→ **TESTO DELL'ESERCIZIO**:

________________________________________

Il 2015, molto probabilmente, sarà l’anno in cui tutto questo cambierà. Le prime avvisaglie si sono avute già al crepuscolo dello scorso anno, quando il senatore di Scelta Civica Pietro Ichino, da sempre paladino di flessibilità e “licenziamenti facili”, ha sostenuto che il Jobs Act dovesse essere applicato da subito ai lavoratori pubblici, venendo smentito (per il momento) dalla Ministra della Funzione Pubblica, Marianna Madia. Ma sono soprattutto i primi vagiti del nuovo anno a misurare l’ostilità della politica e di gran parte dei media verso il pubblico: complice un’azione “politica” di ostilità al sindaco di Roma Ignazio Marino, oltre l’83% dei Vigili urbani di Roma si sono messi in malattia (o altri giustificativi di assenza) il 31 dicembre, proprio quando nella capitale erano previsti eventi di piazza e traffico straordinario per i festeggiamenti del Capodanno. Di per sé, una scelta di "lotta" discutibile, criticata dagli stessi sindacati che hanno rifiutato (ad esempio la Cgil) di indire assemblee pubbliche per consentire ai “Pizzardoni” di non lavorare la notte del primo dell’anno, ma che è diventata subito la prima notizia su tutti i media nazionali e ha scatenato una tale mole di reazioni politiche da lasciar presagire un’ulteriore “stretta” su tutti i dipendenti pubblici.

________________________________________

→ **VOCI FORNITE**:

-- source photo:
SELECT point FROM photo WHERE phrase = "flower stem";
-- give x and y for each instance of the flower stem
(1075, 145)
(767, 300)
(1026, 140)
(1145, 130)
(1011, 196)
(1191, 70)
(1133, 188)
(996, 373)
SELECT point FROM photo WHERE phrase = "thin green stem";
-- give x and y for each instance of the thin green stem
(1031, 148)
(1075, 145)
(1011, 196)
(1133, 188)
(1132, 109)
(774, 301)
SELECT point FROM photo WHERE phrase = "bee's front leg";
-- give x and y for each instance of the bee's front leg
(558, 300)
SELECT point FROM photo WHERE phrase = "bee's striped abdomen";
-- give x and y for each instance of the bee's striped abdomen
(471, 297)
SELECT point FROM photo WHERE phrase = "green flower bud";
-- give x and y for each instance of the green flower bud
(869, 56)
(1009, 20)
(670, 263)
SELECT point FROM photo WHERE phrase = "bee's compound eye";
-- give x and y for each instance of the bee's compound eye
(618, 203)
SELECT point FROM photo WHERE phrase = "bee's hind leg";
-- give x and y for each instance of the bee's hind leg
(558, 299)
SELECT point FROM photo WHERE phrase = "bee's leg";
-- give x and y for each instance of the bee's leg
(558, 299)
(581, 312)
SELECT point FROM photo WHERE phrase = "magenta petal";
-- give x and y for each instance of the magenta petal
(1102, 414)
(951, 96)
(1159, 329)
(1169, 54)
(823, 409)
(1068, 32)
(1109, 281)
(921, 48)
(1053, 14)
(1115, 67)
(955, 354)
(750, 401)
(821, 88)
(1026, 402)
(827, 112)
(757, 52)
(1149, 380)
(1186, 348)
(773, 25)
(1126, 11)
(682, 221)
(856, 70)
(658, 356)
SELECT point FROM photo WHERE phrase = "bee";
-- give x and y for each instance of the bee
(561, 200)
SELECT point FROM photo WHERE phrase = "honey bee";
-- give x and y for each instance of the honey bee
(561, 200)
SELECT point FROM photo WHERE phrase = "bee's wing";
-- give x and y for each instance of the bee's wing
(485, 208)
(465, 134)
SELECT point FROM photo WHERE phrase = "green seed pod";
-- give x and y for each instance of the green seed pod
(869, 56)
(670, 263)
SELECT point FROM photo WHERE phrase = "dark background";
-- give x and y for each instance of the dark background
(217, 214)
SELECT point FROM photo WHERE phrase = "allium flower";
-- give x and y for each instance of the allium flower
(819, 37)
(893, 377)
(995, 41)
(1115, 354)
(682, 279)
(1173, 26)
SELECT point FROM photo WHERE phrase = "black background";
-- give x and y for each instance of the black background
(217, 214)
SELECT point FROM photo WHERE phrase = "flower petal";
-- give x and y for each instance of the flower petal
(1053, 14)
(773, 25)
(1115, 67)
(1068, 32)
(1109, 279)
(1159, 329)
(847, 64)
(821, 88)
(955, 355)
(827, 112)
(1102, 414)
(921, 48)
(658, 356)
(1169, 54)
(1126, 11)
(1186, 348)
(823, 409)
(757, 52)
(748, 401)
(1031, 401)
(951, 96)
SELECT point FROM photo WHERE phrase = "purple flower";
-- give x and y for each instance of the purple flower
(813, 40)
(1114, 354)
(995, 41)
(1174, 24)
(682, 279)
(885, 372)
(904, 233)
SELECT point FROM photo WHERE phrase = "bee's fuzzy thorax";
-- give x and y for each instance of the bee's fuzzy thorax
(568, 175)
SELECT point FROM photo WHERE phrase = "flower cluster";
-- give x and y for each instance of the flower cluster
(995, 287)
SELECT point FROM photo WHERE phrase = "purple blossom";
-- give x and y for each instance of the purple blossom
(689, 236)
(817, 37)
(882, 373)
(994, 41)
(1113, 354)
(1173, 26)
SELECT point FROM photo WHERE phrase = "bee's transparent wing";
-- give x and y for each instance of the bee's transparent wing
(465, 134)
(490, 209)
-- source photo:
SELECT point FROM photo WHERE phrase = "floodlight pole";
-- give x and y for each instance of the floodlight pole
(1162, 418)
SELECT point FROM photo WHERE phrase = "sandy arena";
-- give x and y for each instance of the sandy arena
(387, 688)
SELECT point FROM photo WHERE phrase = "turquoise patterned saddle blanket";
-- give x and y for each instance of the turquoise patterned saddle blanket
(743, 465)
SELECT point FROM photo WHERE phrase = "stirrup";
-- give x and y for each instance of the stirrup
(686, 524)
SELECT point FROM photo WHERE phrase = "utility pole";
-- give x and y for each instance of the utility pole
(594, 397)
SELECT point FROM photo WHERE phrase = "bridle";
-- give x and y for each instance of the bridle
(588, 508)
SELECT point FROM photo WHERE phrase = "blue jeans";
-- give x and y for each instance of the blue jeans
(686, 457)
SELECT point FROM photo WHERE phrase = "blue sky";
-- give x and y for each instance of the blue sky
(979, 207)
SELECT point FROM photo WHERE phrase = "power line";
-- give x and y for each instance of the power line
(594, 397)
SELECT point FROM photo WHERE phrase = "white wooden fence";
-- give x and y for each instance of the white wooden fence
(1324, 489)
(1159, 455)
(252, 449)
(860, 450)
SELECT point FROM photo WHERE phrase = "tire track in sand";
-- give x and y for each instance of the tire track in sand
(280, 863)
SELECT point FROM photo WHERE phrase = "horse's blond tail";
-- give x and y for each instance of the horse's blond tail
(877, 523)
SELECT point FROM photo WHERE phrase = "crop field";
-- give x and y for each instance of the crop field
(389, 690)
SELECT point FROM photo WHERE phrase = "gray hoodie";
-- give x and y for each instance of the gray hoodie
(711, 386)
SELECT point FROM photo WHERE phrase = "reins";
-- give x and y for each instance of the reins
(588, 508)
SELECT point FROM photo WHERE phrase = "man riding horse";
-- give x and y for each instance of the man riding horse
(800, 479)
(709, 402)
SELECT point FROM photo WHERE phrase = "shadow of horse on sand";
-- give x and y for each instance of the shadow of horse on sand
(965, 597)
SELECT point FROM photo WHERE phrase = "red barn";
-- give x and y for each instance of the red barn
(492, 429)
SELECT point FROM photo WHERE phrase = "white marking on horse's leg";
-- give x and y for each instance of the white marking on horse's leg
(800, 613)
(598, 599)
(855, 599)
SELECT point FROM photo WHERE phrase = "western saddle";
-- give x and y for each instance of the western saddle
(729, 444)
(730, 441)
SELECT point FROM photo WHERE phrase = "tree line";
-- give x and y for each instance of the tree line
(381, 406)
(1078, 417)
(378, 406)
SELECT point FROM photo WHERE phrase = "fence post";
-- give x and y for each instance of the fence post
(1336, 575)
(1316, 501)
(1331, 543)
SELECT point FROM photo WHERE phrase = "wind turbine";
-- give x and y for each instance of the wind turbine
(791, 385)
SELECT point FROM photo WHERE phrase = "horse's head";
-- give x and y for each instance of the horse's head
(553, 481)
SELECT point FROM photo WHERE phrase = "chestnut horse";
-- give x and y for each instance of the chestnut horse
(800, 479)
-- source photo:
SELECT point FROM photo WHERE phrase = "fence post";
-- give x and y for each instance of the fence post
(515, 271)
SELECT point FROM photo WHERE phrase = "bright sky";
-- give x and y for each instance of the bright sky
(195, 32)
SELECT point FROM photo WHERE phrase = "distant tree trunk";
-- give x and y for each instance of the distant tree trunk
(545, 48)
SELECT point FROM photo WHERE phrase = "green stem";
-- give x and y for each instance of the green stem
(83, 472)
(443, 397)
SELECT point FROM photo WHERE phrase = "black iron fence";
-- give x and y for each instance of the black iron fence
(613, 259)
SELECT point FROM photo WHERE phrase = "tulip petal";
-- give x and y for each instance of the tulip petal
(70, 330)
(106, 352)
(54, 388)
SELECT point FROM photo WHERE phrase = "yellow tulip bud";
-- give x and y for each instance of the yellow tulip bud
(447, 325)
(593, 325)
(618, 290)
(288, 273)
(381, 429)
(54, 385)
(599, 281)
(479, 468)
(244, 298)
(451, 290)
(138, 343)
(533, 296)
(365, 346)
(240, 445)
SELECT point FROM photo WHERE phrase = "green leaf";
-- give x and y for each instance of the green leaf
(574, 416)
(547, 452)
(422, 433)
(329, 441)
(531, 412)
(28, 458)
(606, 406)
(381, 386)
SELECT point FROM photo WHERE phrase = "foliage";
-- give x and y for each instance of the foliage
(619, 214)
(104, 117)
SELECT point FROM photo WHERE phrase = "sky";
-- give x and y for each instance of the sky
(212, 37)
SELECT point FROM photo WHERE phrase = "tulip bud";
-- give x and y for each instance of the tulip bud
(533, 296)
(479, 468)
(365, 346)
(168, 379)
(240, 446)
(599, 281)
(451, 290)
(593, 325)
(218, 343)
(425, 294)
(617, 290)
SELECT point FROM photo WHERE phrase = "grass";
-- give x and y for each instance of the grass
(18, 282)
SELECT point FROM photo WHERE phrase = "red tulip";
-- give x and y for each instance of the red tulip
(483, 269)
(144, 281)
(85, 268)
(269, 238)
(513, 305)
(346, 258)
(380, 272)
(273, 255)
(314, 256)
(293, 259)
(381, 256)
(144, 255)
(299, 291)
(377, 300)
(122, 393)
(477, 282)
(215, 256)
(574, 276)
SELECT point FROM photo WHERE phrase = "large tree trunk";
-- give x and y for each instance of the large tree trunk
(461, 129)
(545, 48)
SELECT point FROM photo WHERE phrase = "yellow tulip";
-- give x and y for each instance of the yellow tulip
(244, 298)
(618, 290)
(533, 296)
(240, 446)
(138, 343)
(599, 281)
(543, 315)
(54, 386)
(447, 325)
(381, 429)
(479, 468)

________________________________________

→ **DESCRIZIONE DELL'ESERCIZIO**: Prosegua il brano sui dipendenti pubblici e sulle assenze dei vigili urbani di Roma, riportato più sopra, dopo la sua ultima frase.

→ **RISPOSTA QUI SOTTO**:
In pochi sembrano in grado di distinguere tra il caso specifico e la situazione generale, come fa ad esempio Marco Furfaro di SEL che definisce quanto accaduto a Roma a Capodanno uno “scandalo” che se però diventa “un pretesto, come fa il governo, per introdurre facili licenziamenti collettivi è da avvoltoi della politica: le regole per i furbi ci sono già, le sanzioni pure. Basterebbe utilizzarle, per loro e anche per i loro amici, visto che il pubblico impiego è oggetto da anni di infornate di amici dei politici (compresi quelli di Renzi) che poi passano il tempo a criticare il settore. Banalizzare, generalizzare e utilizzare 700 vigili in malattia per colpire tutto il pubblico impiego è l'antitesi della politica. Se ci sono abusi, si colpisce quelli, non si toglie diritti a tutti”. Una posizione isolata, visto che il premier Matteo Renzi ha già annunciato per il 2015 il "cambio di regole nel pubblico impiego" per far sì “che non si ripetano mai più casi come quello della Capitale”, mentre il sottosegretario all’Economia, Enrico Zanetti (anche lui di Scelta Civica) ha nuovamente chiesto “l'applicabilità del Jobs Act ai dipendenti pubblici”, e il deputato dello stesso partito Gianfranco Librandi ha spiegato che i fatti di Roma dimostrano “quanto fa male la percezione di impunità e illicenziabilità nel pubblico impiego”.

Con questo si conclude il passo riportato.